_Brief_.
Copy each line exactly. Leave nothing out.

_Entries_.
================

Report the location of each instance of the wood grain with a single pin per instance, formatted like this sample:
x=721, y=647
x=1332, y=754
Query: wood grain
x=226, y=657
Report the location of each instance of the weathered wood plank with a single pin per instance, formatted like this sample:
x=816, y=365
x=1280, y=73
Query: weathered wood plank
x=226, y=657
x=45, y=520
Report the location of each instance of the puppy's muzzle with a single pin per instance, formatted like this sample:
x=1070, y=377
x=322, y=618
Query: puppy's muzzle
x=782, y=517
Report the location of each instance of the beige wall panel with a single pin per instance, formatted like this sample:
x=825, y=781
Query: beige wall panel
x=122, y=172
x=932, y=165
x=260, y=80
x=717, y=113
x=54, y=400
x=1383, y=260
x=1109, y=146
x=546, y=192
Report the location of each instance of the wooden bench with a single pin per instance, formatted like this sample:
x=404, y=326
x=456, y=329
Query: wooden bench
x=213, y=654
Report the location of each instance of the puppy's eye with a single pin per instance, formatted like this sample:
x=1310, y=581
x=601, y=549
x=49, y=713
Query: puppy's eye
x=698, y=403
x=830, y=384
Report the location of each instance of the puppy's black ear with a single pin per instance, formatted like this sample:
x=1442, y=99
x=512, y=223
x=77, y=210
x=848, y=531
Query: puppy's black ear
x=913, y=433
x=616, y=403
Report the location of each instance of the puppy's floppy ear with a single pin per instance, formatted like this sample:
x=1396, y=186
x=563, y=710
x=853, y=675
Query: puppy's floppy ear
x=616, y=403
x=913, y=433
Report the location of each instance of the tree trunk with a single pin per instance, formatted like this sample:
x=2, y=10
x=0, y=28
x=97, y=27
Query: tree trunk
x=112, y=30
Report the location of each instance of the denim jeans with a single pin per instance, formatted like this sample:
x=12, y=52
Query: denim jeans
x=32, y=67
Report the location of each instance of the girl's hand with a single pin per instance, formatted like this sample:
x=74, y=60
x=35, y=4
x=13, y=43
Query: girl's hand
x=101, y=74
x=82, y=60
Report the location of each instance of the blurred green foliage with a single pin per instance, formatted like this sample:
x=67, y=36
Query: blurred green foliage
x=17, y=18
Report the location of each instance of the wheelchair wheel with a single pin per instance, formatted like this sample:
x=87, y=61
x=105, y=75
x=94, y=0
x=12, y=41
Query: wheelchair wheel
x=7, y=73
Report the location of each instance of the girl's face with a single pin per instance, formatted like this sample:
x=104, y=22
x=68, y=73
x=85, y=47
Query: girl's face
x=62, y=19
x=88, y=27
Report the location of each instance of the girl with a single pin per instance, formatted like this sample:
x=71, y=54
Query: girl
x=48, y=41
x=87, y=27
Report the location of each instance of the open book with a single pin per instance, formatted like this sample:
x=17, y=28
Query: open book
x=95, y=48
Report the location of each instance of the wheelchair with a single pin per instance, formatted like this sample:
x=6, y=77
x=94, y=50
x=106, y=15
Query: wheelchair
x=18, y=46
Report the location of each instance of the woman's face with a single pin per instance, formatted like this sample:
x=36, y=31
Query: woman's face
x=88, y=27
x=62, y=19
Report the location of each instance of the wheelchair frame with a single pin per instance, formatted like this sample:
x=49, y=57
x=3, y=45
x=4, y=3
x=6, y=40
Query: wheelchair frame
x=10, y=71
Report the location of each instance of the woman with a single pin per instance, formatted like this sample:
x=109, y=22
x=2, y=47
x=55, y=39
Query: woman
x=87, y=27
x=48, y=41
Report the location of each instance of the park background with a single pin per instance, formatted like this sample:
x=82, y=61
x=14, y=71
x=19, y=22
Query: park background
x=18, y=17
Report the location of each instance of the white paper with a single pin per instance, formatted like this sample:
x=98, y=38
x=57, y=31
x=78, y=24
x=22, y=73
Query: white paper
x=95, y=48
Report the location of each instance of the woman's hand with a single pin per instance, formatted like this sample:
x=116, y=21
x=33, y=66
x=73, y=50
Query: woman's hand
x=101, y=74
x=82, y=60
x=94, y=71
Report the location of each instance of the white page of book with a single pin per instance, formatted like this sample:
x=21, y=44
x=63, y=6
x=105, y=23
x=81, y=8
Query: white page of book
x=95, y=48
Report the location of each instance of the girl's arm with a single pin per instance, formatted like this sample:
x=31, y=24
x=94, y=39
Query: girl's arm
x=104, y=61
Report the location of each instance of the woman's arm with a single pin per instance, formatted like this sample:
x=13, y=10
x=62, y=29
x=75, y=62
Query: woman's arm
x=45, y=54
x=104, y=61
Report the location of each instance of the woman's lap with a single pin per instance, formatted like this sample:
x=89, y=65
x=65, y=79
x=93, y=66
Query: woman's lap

================

_Written solution_.
Report the location of each instance of the wood grain with a single pin per instance, formatted like this sample:
x=721, y=647
x=1332, y=754
Query: wood grain
x=226, y=657
Report the location of each instance of the weathered wood plank with a single pin per instance, formatted like this sample:
x=816, y=365
x=1280, y=73
Query: weathered wood plank
x=226, y=657
x=45, y=520
Report the location of each instance of the puppy's muzzle with a single pin per instance, formatted like this sample:
x=1070, y=377
x=322, y=618
Query: puppy's muzzle
x=782, y=517
Report the location of each instance of the beige wall panel with a single pin per instance, formatted like this sample:
x=825, y=781
Query: beige wall panel
x=122, y=172
x=932, y=165
x=260, y=80
x=717, y=113
x=54, y=400
x=1383, y=260
x=1109, y=146
x=546, y=192
Report the location of each instance of the wooden bench with a single pin per instance, formatted like this sample:
x=404, y=326
x=456, y=329
Query: wooden bench
x=213, y=654
Report the location of each instance of the puppy's eye with a single pin per instance, formatted like this sample:
x=1310, y=581
x=601, y=549
x=49, y=713
Query: puppy's eye
x=698, y=403
x=830, y=384
Report the location of each instance of the puppy's black ear with a single pin per instance, formatted like this sample:
x=1442, y=99
x=512, y=223
x=77, y=210
x=848, y=531
Query: puppy's black ear
x=913, y=433
x=616, y=403
Report the location of each instance of the puppy's floppy ear with a single pin per instance, formatted like this sample:
x=1396, y=186
x=563, y=710
x=853, y=675
Query: puppy's floppy ear
x=616, y=403
x=913, y=433
Report the location of each instance of the tree trunk with a single pin per instance, formatted like this sample:
x=2, y=10
x=0, y=28
x=97, y=27
Query: tree trunk
x=112, y=30
Report the location of each instance of the denim jeans with a single pin per instance, formatted like this sample:
x=12, y=52
Query: denim jeans
x=32, y=67
Report the location of each instance of the girl's hand with a single pin per instance, formatted like this sample:
x=74, y=60
x=35, y=4
x=13, y=43
Query: girl's hand
x=101, y=74
x=82, y=60
Report the location of each instance of the blurred green foliage with a single pin per instance, formatted like this sample:
x=67, y=36
Query: blurred green foliage
x=17, y=18
Report the location of each instance of the wheelchair wheel with a single pin per instance, formatted like this sample:
x=87, y=61
x=105, y=75
x=94, y=0
x=12, y=41
Query: wheelchair wheel
x=7, y=73
Report the location of each instance of the girl's face with a single pin per instance, formatted like this sample:
x=104, y=22
x=68, y=73
x=85, y=47
Query: girl's face
x=62, y=19
x=88, y=27
Report the location of each instance of the girl with a single pin per instance, formatted like this sample:
x=71, y=54
Query: girl
x=48, y=41
x=87, y=27
Report the location of each instance of the open book with a single pin per instance, formatted like this sample:
x=17, y=28
Query: open book
x=95, y=48
Report the location of each instance of the wheelchair with a single pin per instance, formatted like this sample:
x=6, y=77
x=94, y=50
x=106, y=15
Query: wheelchair
x=18, y=46
Report the location of each instance of the woman's face with a single pin per instance, formatted like this sample:
x=36, y=31
Query: woman's face
x=88, y=27
x=62, y=19
Report the location of each instance of the wheelchair frame with a single pin per instance, formatted like this sample:
x=49, y=57
x=3, y=45
x=4, y=3
x=6, y=40
Query: wheelchair frame
x=10, y=71
Report the location of each instance of the woman with a single pin per instance, formatted like this sample:
x=109, y=22
x=2, y=47
x=55, y=39
Query: woman
x=87, y=27
x=48, y=41
Report the location of each instance of the park background with a single pin per instance, formatted like this sample:
x=82, y=61
x=14, y=71
x=19, y=22
Query: park background
x=18, y=17
Report the location of each instance of the white paper with a single pin per instance, formatted like this sample:
x=98, y=38
x=57, y=31
x=78, y=24
x=22, y=73
Query: white paper
x=95, y=48
Report the location of each instance of the woman's hand with a single pin per instance, formatted like this sample:
x=116, y=21
x=33, y=66
x=73, y=50
Query: woman's hand
x=101, y=74
x=82, y=60
x=94, y=71
Report the location of each instance of the white page of book with a single pin per instance, formatted like this sample:
x=21, y=44
x=63, y=6
x=105, y=23
x=81, y=8
Query: white page of book
x=95, y=48
Report the location of each instance of the girl's arm with a single pin per instance, formatted like this sample:
x=31, y=24
x=94, y=39
Query: girl's arm
x=104, y=61
Report the location of each instance of the woman's arm with a single pin per instance, formatted like this sample:
x=13, y=10
x=62, y=29
x=75, y=62
Query: woman's arm
x=45, y=54
x=104, y=61
Report the location of each instance of the woman's lap with a single pin per instance, formatted like this sample:
x=89, y=65
x=65, y=79
x=93, y=66
Query: woman's lap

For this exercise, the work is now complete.